Exercise details -
From the records below, transcribe exactly the lines that begin at the line with "Locate one point per instance of the fish tail" and end at the line with "Locate one point per instance of the fish in", both included.

Exercise data: Begin

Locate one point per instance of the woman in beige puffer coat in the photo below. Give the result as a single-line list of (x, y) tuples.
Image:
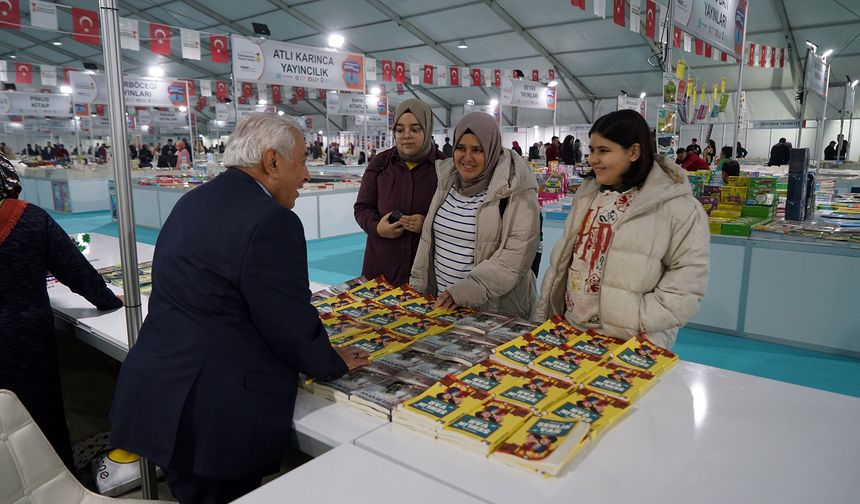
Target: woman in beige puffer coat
[(652, 272)]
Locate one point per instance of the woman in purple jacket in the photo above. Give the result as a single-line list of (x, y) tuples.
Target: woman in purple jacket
[(395, 194)]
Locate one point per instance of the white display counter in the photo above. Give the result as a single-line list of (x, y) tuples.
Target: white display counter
[(701, 435)]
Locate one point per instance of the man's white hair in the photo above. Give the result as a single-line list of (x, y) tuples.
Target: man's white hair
[(255, 134)]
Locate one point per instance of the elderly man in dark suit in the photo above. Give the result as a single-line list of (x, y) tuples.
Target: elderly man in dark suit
[(208, 391)]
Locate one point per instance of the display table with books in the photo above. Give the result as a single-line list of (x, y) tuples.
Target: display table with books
[(701, 434), (350, 474)]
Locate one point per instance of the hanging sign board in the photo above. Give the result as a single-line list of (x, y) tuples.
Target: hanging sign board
[(272, 62), (137, 91), (720, 23), (528, 94), (35, 104)]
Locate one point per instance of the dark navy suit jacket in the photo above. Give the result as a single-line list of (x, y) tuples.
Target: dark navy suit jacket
[(211, 384)]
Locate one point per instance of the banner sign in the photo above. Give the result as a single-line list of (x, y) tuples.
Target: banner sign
[(633, 103), (355, 104), (520, 93), (719, 23), (138, 91), (35, 104), (817, 76), (272, 62)]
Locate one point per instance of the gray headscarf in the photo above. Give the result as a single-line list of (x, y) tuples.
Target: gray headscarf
[(424, 116), (10, 184), (484, 127)]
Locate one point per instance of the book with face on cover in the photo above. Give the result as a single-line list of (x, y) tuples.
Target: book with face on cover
[(600, 411), (532, 390), (565, 363), (371, 289), (619, 381), (544, 444), (378, 342), (486, 427), (644, 355), (519, 353)]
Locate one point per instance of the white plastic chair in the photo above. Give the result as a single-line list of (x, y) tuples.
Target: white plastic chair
[(30, 470)]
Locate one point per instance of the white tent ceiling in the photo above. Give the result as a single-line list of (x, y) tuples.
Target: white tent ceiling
[(595, 58)]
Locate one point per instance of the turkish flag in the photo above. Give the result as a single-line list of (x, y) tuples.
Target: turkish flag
[(386, 70), (400, 71), (23, 73), (619, 12), (85, 26), (650, 18), (159, 39), (454, 72), (10, 14), (218, 49), (221, 90), (428, 74)]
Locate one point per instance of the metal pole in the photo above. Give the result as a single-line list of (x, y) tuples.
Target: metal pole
[(127, 240), (738, 118)]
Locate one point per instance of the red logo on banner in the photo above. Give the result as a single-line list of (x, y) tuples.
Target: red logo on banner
[(10, 14), (454, 73), (159, 39), (23, 73), (476, 77), (218, 49), (650, 18), (221, 90), (386, 70), (85, 26), (619, 12), (247, 89), (428, 74)]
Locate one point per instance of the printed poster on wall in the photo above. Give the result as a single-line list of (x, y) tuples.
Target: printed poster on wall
[(138, 91), (717, 22), (272, 62), (520, 93)]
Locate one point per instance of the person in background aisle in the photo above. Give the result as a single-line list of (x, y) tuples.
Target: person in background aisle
[(568, 155), (710, 152), (395, 194), (31, 243), (553, 150), (482, 229), (634, 255), (830, 151), (515, 146), (208, 391), (694, 147), (689, 161)]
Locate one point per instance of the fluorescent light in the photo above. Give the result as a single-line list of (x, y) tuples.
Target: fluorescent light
[(335, 40)]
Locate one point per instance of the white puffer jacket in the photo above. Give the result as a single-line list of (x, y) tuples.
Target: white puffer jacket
[(657, 265), (505, 245)]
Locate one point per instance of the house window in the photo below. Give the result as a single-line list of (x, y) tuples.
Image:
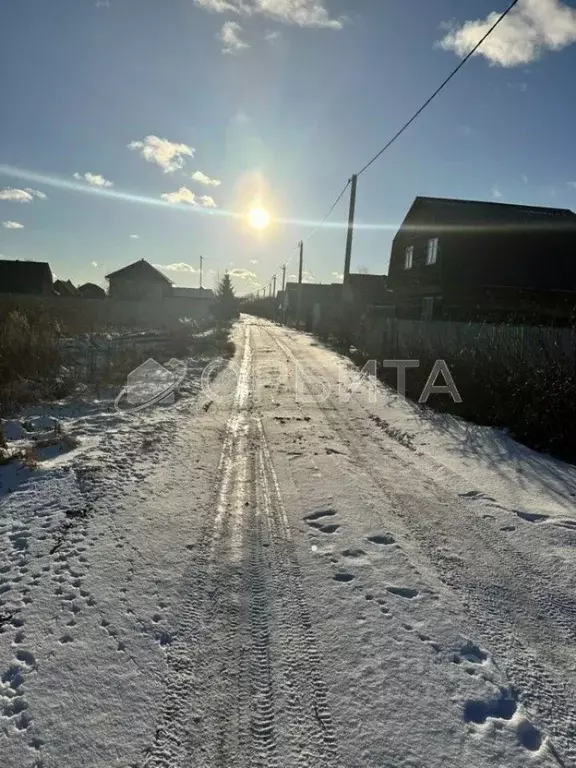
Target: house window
[(432, 254), (408, 257), (427, 307)]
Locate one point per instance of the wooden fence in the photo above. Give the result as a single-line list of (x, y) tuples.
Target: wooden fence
[(388, 338)]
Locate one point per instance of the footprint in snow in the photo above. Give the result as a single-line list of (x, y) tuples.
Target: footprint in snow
[(328, 529), (407, 592), (503, 707), (319, 514), (343, 577), (530, 517), (383, 539), (353, 553)]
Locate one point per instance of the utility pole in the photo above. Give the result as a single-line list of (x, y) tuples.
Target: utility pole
[(299, 308), (350, 236)]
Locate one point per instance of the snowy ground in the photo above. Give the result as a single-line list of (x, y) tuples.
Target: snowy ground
[(290, 575)]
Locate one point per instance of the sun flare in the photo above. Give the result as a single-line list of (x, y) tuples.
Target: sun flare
[(258, 217)]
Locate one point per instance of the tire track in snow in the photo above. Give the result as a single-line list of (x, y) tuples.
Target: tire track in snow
[(541, 686), (244, 685)]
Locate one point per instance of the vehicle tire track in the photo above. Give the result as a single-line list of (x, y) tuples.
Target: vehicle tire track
[(245, 686)]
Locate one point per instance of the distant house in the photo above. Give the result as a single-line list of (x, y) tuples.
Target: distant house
[(477, 261), (28, 277), (193, 293), (65, 288), (139, 281), (316, 300), (366, 290), (91, 291)]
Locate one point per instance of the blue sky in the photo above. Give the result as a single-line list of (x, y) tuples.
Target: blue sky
[(108, 106)]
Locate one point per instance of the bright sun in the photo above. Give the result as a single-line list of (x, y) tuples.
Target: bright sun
[(258, 217)]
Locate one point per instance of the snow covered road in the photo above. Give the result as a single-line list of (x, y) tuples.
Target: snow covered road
[(304, 572)]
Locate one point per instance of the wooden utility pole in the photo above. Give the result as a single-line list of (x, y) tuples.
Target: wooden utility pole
[(350, 237), (299, 307)]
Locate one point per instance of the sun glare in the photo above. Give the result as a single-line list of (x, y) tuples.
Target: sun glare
[(258, 217)]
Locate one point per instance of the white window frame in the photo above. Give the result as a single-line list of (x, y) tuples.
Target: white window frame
[(432, 252), (409, 257), (427, 308)]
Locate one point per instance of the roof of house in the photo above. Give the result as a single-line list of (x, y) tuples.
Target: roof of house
[(91, 290), (458, 214), (140, 269), (193, 293), (24, 276), (65, 288)]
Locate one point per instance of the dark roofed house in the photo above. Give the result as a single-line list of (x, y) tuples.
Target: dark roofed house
[(65, 288), (139, 281), (484, 261), (28, 277), (91, 291)]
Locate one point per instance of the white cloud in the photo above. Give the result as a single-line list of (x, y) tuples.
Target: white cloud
[(184, 195), (168, 155), (94, 179), (243, 274), (201, 178), (304, 13), (522, 87), (207, 202), (530, 29), (179, 266), (21, 195), (229, 36), (36, 193)]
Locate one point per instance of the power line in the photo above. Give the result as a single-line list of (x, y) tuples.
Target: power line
[(325, 219), (316, 226), (440, 88)]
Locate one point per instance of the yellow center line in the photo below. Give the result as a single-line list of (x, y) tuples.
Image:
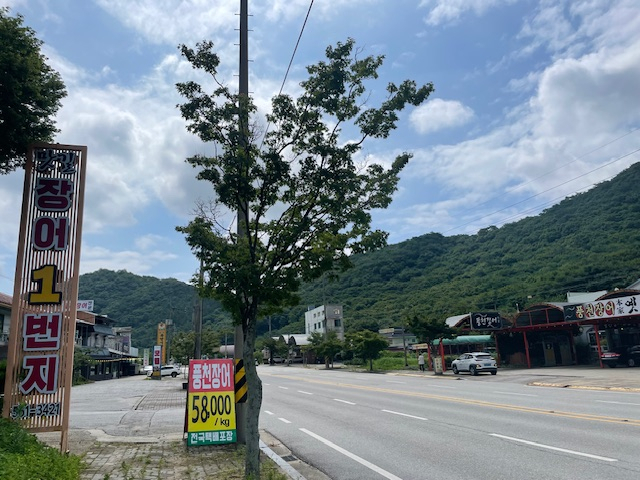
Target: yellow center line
[(538, 411)]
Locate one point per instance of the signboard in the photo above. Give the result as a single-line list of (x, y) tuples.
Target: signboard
[(156, 363), (45, 295), (85, 306), (611, 308), (211, 406), (161, 340), (485, 321), (145, 357)]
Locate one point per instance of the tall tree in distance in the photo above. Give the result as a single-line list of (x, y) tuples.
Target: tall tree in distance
[(30, 92), (308, 195)]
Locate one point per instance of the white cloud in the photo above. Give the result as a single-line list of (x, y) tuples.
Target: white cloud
[(438, 114), (94, 258), (448, 11)]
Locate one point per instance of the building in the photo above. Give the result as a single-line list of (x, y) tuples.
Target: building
[(398, 338), (323, 319)]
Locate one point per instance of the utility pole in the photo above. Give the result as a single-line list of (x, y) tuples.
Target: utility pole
[(197, 320), (243, 208)]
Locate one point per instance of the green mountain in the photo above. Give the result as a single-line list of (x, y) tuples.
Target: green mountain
[(587, 242), (142, 302)]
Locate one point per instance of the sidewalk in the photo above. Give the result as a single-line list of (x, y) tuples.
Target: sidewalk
[(154, 454)]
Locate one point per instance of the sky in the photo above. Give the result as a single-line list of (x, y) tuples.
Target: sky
[(534, 101)]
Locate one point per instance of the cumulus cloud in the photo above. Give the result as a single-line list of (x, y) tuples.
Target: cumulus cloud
[(448, 11), (438, 114)]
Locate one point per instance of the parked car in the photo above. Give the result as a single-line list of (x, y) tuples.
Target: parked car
[(474, 363), (166, 370), (629, 356)]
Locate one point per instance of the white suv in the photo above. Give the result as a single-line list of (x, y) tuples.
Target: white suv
[(474, 363), (166, 370)]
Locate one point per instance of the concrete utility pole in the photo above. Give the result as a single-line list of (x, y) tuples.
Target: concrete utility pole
[(243, 208), (197, 321)]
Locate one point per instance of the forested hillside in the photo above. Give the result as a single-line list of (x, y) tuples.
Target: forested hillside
[(587, 242), (143, 302)]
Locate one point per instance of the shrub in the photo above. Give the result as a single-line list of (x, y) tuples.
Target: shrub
[(24, 457)]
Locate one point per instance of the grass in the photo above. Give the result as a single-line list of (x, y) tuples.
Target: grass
[(24, 457)]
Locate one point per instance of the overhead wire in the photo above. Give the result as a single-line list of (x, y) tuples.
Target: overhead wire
[(284, 80), (547, 190)]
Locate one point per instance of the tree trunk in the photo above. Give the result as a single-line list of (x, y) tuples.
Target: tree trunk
[(254, 402)]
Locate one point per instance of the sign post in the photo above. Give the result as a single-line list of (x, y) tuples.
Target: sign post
[(45, 292), (211, 405)]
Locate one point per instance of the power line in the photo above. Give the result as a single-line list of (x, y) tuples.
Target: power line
[(284, 80)]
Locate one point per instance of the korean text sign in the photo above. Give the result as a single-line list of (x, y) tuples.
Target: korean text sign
[(43, 314), (211, 413)]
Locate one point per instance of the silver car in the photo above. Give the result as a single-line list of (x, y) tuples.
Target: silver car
[(474, 363)]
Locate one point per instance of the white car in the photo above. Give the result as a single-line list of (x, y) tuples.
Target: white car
[(167, 370), (474, 363)]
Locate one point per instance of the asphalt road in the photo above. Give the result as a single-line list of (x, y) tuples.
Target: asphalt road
[(368, 426)]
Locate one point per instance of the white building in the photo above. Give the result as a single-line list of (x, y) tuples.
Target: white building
[(324, 318)]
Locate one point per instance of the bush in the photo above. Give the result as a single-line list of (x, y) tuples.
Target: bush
[(395, 361), (24, 457)]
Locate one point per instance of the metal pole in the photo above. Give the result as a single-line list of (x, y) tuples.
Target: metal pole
[(404, 345), (243, 210), (197, 321)]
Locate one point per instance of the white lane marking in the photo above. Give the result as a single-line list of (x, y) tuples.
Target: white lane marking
[(405, 414), (557, 449), (518, 394), (352, 456)]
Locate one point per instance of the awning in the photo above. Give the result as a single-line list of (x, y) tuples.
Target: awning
[(102, 329)]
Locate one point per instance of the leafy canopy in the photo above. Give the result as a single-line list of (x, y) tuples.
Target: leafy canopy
[(367, 345), (327, 346), (304, 204), (30, 92), (304, 200)]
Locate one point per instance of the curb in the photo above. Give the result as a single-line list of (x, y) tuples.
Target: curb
[(286, 468)]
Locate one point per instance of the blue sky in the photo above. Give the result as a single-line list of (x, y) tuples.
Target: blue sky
[(533, 101)]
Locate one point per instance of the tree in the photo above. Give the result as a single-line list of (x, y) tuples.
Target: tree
[(183, 344), (303, 200), (367, 345), (81, 363), (30, 92), (326, 346)]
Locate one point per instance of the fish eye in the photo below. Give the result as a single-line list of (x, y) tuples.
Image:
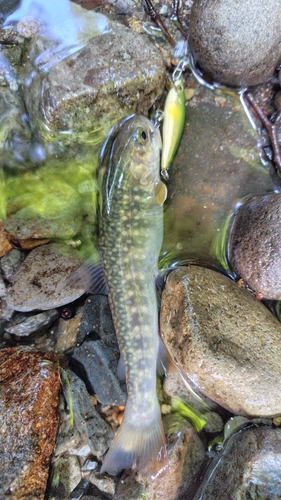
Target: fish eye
[(141, 135)]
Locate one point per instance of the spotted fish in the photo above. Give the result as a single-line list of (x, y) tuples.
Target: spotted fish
[(131, 228)]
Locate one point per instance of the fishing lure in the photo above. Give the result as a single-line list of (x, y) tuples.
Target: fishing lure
[(173, 123)]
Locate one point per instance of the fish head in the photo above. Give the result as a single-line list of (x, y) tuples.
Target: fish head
[(134, 160)]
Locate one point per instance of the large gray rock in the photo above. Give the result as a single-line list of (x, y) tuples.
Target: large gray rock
[(114, 74), (218, 163), (255, 244), (228, 343), (249, 467), (232, 42)]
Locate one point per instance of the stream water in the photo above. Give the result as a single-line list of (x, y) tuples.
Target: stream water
[(48, 179)]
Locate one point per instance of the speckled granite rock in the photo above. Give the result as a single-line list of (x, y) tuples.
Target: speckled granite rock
[(29, 396), (114, 74), (185, 457), (255, 244), (38, 283), (232, 40), (248, 467), (228, 343)]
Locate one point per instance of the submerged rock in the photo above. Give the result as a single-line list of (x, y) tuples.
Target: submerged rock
[(228, 343), (29, 396), (232, 42), (24, 325), (15, 135), (56, 214), (217, 164), (255, 244), (112, 75), (94, 363), (248, 467), (39, 282), (185, 455)]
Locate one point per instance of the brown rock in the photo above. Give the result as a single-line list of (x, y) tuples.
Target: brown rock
[(29, 396), (228, 343), (184, 458), (39, 283), (255, 244), (232, 40), (249, 467)]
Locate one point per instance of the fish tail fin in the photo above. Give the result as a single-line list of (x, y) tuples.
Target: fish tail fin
[(137, 444)]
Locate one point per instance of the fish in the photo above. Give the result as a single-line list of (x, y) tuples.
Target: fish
[(130, 239), (173, 124)]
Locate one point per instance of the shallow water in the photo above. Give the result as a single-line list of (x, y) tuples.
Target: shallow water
[(217, 166)]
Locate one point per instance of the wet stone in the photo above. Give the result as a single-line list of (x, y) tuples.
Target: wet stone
[(97, 321), (97, 366), (96, 432), (69, 472), (217, 165), (255, 244), (114, 74), (15, 135), (2, 287), (66, 333), (39, 282), (29, 396), (248, 467), (11, 262), (232, 42), (228, 343), (24, 325), (184, 458)]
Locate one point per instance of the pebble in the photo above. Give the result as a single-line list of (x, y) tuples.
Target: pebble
[(94, 363), (11, 262), (38, 283), (29, 397), (255, 244), (185, 455), (25, 325), (98, 434), (233, 43), (2, 287), (66, 333), (248, 467), (228, 343)]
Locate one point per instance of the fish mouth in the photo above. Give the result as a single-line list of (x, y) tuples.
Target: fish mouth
[(156, 137)]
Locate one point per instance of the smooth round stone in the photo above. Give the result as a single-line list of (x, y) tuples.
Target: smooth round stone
[(248, 468), (39, 283), (236, 42), (255, 244), (227, 342)]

Exercise data: End

Completed exercise -
Locate one point per instance of the fish tail fin in the photo above. Give the result as a single-line list of (x, y) tuples.
Target: fish tail fin
[(137, 444)]
Locate one point per instance of the fish in the photo above. Give the result as a single-line list of (x, y) tuples.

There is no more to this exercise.